■ **Set exercise**: From the records below, extract the lines starting at the line that contains "Practice. Identify the front door" and ending at the last line of the records, and reproduce them without any change.

[Excerpts from point annotation data]
[start]

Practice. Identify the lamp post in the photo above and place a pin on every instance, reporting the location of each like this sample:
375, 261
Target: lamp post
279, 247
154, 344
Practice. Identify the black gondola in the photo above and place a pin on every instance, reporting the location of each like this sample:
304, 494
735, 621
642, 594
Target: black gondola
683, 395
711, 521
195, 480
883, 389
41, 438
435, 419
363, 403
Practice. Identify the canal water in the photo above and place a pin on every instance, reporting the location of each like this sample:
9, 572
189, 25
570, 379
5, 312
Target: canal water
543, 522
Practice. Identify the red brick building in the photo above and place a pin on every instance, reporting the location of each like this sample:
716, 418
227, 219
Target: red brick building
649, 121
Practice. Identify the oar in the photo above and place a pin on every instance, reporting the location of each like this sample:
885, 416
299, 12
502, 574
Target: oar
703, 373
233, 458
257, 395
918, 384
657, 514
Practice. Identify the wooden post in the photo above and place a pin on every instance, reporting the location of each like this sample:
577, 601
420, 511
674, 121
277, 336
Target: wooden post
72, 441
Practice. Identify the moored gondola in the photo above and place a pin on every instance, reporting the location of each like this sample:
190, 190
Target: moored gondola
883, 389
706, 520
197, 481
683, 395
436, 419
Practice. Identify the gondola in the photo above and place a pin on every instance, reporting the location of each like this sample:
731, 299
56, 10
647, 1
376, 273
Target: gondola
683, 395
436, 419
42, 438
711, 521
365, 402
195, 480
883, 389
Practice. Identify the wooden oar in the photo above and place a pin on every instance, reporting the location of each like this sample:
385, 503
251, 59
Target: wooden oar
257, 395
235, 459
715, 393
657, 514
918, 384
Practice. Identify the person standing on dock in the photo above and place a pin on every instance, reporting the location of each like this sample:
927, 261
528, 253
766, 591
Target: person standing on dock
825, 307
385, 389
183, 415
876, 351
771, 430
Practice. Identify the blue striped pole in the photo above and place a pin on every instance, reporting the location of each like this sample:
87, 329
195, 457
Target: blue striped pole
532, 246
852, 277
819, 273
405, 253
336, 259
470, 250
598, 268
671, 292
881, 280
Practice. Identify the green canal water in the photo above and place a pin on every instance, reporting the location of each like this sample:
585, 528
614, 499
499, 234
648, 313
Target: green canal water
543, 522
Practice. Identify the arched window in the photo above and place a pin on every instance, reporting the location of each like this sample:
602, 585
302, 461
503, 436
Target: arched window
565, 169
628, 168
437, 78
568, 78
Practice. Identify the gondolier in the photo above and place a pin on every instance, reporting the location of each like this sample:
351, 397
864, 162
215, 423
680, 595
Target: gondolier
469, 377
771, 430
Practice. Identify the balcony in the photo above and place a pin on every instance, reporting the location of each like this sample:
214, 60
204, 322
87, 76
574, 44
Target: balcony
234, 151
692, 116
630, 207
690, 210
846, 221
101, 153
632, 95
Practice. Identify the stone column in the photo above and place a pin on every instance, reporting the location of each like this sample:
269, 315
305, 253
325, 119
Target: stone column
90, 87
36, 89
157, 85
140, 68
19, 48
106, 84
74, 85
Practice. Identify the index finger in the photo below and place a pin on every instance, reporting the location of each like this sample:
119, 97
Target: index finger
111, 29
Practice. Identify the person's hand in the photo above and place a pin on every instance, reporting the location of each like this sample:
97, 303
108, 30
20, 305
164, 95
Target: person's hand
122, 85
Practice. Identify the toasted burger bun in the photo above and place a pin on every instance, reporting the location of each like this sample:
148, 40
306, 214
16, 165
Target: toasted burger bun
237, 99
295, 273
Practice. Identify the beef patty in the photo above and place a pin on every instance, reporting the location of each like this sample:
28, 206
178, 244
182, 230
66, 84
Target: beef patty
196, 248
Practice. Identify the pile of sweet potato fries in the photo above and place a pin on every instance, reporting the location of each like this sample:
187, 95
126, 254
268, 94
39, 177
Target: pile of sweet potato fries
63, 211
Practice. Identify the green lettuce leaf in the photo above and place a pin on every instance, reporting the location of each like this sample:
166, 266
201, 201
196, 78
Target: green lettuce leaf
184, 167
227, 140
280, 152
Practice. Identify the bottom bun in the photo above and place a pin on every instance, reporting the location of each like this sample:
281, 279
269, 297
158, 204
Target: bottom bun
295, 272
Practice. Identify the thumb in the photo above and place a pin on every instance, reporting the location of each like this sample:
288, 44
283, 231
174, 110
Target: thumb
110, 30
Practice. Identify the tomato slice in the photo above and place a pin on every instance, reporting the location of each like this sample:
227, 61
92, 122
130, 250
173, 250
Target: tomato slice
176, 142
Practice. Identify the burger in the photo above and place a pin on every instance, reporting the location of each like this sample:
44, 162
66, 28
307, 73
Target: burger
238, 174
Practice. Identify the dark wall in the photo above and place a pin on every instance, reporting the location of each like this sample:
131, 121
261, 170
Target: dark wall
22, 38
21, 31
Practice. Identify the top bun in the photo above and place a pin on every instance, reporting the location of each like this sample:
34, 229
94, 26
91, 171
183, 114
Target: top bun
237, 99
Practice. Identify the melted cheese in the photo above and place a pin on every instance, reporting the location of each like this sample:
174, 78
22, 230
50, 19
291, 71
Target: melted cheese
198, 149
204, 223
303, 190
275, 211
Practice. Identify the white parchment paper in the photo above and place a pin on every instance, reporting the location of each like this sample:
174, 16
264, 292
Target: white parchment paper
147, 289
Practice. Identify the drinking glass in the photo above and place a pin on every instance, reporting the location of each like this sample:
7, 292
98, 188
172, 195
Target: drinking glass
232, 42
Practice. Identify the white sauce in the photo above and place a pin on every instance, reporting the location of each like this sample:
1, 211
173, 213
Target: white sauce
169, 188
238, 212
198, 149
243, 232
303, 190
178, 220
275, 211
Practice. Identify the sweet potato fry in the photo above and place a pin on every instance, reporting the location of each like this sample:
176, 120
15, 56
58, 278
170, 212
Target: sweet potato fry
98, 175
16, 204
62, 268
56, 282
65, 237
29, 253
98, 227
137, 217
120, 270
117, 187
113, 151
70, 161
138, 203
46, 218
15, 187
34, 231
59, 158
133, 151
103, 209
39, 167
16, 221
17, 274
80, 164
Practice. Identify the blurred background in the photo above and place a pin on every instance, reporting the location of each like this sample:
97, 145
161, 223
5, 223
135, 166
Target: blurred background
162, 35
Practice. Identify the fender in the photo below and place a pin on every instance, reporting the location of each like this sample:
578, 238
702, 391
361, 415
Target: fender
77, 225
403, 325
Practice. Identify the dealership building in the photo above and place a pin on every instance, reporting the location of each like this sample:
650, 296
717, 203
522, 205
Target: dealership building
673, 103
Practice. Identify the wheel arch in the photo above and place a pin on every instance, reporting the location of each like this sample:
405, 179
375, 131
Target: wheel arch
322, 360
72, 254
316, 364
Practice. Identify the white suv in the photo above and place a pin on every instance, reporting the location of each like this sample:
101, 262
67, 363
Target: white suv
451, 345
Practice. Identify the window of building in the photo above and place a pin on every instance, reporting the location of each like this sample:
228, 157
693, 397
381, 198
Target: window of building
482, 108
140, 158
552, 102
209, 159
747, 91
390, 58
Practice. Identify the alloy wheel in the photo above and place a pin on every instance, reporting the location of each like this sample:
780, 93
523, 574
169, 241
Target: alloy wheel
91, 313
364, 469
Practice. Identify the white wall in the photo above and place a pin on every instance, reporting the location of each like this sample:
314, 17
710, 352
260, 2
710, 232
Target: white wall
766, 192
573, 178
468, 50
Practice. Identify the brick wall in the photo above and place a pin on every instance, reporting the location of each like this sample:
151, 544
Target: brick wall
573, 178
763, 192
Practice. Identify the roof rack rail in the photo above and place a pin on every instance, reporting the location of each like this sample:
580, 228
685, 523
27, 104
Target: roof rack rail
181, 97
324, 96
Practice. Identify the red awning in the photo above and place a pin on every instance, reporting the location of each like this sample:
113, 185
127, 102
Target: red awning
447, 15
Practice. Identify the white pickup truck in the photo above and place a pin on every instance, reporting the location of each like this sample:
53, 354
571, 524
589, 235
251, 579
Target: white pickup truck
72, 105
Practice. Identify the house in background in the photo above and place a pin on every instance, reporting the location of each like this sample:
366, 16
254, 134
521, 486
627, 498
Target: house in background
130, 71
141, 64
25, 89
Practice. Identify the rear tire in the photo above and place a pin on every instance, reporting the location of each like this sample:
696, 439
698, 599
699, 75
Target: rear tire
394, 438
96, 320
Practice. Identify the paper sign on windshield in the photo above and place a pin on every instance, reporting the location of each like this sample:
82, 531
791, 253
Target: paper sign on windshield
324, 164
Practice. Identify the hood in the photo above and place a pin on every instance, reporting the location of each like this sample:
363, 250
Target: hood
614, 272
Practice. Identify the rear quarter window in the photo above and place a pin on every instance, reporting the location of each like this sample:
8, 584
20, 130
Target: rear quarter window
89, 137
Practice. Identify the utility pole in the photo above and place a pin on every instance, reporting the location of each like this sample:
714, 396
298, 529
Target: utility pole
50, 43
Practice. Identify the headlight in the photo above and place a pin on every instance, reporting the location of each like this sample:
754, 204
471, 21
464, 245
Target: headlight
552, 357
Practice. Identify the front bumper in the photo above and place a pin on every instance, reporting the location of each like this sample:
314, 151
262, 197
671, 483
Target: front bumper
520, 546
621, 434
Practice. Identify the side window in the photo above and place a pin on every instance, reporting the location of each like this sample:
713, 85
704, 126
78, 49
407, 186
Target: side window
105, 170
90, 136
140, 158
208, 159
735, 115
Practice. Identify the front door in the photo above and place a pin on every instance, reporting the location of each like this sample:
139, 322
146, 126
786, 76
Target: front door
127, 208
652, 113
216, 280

[end]

■ **Output of the task**:
Practice. Identify the front door in the photo above and place a pin on every instance, reporting the location of each like this sample:
139, 322
146, 126
786, 76
Target: front door
127, 208
652, 113
216, 280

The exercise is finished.